| REQUEST |
From the data below, gather every line that contains the word "dark" and copy each one in full.
#### ENTRIES SHOWN ####
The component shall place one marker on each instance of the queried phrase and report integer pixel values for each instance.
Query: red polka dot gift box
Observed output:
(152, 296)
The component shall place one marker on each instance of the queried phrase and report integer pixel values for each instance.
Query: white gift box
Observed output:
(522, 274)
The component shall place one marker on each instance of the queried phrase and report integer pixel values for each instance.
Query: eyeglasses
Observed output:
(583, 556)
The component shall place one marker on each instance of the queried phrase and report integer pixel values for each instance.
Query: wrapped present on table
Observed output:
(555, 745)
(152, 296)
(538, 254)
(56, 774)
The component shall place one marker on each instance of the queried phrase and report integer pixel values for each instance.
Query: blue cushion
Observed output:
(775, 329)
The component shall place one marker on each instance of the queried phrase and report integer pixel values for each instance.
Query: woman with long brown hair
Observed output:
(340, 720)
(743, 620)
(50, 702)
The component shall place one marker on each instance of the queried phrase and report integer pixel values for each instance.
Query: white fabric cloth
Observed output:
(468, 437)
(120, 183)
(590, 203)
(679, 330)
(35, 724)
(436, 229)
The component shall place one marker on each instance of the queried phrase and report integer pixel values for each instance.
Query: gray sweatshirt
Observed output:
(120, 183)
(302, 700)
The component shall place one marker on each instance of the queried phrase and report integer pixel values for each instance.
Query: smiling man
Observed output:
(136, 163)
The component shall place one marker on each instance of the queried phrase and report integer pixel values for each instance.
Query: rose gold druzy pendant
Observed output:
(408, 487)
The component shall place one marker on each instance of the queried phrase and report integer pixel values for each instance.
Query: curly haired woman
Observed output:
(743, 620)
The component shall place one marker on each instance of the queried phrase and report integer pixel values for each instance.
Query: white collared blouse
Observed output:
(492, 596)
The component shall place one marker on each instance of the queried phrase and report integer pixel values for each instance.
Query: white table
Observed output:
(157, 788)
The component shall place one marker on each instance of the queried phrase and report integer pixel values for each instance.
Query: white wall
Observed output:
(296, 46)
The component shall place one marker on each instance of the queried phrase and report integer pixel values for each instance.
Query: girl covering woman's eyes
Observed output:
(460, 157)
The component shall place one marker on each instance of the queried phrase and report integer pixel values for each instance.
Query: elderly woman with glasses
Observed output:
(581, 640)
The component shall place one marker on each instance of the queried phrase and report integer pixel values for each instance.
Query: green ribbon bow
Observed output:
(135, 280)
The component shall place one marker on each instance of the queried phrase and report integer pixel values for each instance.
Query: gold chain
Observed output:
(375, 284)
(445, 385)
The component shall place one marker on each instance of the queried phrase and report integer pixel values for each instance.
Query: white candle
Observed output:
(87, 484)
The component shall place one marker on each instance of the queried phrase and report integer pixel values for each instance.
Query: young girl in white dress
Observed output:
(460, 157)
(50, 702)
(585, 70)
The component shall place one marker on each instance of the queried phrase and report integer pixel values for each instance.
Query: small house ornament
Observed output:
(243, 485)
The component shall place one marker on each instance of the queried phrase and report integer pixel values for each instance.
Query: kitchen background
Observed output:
####
#### ENTRIES SHOWN ####
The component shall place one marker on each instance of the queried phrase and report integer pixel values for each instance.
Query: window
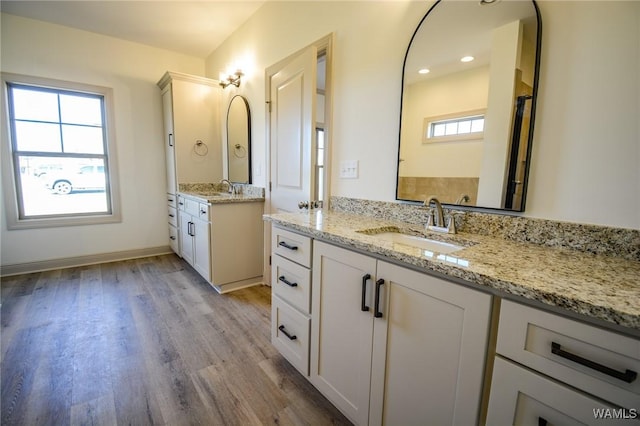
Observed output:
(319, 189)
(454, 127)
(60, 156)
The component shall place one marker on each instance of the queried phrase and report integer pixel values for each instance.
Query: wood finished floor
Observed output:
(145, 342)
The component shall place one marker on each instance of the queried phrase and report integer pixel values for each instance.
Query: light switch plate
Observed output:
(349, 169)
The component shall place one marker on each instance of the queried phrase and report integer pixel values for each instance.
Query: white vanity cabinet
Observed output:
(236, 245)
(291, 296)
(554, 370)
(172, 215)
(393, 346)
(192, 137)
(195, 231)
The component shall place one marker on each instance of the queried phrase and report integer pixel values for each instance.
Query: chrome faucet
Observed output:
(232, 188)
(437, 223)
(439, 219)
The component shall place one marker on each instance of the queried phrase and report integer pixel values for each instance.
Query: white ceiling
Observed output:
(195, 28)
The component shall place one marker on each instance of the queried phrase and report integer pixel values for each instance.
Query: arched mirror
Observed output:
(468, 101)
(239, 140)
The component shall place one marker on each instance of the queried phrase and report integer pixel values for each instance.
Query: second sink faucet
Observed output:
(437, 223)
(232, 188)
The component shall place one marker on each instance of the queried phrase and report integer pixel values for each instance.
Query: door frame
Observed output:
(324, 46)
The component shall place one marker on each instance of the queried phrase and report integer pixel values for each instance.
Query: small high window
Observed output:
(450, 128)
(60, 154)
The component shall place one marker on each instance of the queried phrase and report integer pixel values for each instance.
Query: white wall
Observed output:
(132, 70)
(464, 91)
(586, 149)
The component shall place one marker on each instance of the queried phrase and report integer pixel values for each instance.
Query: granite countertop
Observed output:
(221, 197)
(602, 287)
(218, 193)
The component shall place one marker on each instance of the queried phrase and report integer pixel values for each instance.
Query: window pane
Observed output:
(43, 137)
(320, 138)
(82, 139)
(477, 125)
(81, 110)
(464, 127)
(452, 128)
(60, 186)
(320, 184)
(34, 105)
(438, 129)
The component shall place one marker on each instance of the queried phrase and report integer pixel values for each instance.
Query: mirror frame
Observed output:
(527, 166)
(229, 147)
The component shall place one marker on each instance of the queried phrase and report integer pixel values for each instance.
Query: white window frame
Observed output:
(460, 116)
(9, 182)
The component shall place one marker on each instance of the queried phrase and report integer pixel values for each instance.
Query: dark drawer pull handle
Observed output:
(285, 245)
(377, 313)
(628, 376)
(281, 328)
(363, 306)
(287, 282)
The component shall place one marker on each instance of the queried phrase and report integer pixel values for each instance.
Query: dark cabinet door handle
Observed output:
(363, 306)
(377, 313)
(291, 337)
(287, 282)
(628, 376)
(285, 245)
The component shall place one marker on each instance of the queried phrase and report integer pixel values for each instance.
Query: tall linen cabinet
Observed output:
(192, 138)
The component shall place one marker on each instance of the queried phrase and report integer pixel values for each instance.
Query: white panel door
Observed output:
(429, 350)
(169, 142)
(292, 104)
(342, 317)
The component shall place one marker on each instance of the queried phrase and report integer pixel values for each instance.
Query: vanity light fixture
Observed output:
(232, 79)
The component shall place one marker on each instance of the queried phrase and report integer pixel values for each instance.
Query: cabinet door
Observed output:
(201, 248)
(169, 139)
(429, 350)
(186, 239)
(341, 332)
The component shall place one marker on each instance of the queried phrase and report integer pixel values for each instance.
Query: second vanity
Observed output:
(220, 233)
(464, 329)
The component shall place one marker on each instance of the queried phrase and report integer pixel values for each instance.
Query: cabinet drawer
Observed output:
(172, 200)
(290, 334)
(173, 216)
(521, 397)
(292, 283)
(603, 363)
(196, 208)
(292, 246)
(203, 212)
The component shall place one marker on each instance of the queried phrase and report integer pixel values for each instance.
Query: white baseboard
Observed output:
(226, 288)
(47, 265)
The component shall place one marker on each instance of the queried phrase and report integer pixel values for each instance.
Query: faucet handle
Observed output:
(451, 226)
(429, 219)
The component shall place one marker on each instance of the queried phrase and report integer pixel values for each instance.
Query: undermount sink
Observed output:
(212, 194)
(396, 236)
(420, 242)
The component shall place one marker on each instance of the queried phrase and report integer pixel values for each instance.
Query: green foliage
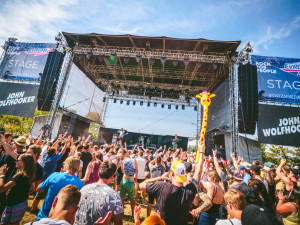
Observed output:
####
#### ENTRIES SHOWN ####
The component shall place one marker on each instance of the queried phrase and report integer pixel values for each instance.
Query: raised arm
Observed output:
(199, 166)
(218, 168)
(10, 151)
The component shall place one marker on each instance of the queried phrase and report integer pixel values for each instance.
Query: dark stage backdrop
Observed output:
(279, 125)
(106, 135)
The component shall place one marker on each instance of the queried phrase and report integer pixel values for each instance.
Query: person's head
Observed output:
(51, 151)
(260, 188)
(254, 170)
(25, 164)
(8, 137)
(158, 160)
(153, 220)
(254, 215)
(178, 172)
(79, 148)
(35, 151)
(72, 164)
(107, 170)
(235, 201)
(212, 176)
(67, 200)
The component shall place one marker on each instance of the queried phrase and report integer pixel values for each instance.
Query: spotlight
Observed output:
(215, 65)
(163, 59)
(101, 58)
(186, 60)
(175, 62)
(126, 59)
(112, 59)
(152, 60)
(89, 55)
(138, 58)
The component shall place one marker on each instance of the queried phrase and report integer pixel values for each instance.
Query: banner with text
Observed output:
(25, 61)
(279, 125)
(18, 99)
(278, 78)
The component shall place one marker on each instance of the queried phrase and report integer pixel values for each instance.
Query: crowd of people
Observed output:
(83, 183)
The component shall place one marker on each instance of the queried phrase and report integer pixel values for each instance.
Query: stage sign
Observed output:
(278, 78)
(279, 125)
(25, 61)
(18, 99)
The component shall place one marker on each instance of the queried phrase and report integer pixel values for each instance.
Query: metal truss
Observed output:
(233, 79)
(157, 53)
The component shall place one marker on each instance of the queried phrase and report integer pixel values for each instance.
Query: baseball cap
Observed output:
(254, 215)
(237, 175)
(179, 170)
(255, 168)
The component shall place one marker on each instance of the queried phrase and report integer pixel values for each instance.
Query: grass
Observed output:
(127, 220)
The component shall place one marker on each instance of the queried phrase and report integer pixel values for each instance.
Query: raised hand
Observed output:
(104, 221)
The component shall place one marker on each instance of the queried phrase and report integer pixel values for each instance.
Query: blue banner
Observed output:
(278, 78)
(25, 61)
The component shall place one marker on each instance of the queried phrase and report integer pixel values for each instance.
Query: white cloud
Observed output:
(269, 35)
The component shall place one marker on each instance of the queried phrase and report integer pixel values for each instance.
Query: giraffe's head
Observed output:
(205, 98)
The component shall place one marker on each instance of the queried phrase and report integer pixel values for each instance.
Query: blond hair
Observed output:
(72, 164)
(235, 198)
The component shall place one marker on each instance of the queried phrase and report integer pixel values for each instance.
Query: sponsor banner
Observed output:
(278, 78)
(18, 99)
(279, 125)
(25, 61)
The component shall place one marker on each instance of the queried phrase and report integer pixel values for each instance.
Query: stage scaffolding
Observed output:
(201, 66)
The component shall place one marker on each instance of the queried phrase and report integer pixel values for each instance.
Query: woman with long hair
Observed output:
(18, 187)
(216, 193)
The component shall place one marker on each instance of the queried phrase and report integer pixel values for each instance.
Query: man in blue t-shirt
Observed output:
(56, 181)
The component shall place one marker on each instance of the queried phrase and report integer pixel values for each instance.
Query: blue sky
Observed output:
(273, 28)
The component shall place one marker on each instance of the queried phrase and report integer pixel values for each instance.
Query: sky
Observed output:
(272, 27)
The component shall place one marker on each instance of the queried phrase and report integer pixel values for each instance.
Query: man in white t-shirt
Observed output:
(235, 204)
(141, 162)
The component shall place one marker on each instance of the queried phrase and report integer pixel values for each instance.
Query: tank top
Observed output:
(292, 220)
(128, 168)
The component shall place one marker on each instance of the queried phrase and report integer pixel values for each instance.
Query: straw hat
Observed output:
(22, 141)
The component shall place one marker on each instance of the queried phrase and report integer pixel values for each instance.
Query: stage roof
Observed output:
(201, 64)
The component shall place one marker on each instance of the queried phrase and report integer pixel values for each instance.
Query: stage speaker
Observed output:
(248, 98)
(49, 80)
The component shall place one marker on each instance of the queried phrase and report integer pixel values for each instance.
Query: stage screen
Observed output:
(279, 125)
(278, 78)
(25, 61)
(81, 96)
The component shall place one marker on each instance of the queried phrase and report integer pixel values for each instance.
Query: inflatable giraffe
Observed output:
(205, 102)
####
| REPLY |
Query: dark drawer pull handle
Query: dark cabinet door handle
Query: dark stage backdrop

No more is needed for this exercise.